Directions for this task
Copy the lines from the one containing "Where can the woven" through the end of the material, swapping "wicker" for "rattan" and leaving everything else as it is.

Given entries
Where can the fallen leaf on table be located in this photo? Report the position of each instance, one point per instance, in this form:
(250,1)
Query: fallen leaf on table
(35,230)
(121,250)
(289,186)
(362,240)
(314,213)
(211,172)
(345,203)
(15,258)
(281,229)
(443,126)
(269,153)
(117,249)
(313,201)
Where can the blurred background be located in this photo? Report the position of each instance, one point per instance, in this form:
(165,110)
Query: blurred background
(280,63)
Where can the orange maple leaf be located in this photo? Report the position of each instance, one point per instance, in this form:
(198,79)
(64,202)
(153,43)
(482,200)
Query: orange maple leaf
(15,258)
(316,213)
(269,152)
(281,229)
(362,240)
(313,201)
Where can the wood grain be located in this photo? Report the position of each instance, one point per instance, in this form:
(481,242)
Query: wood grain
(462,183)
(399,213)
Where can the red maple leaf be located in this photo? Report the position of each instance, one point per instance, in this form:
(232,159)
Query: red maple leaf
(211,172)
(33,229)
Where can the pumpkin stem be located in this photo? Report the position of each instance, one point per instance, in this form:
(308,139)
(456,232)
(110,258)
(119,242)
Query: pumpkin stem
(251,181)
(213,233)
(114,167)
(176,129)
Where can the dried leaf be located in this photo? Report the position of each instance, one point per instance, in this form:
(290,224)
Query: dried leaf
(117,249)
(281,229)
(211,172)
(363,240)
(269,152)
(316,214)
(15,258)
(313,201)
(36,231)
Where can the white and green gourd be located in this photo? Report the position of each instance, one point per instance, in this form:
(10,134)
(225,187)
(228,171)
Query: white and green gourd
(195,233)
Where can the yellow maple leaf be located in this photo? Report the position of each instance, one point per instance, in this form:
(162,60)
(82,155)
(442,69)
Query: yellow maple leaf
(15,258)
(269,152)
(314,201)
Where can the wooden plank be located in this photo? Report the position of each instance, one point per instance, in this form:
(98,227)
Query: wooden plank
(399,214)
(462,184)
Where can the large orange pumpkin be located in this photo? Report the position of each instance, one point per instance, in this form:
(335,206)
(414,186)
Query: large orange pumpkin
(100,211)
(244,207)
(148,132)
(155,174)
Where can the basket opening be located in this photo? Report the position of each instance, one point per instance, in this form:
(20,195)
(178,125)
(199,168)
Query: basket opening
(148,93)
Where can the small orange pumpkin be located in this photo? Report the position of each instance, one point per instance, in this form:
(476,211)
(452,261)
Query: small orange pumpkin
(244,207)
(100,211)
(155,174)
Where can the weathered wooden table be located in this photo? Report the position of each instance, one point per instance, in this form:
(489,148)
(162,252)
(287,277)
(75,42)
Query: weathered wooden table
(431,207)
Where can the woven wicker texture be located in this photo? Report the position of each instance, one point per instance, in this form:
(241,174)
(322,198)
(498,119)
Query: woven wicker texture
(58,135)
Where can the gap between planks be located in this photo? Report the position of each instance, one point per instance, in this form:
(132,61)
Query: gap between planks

Response to the exercise
Where can the woven rattan texture be located in this photo? Report the position of each instance, one point per instance, in this form:
(241,174)
(322,198)
(498,119)
Query: woven rattan texture
(58,135)
Where can the gap between planks be located in this photo? Report the position of each instance, one point per instance, in this form:
(132,61)
Query: gap between planks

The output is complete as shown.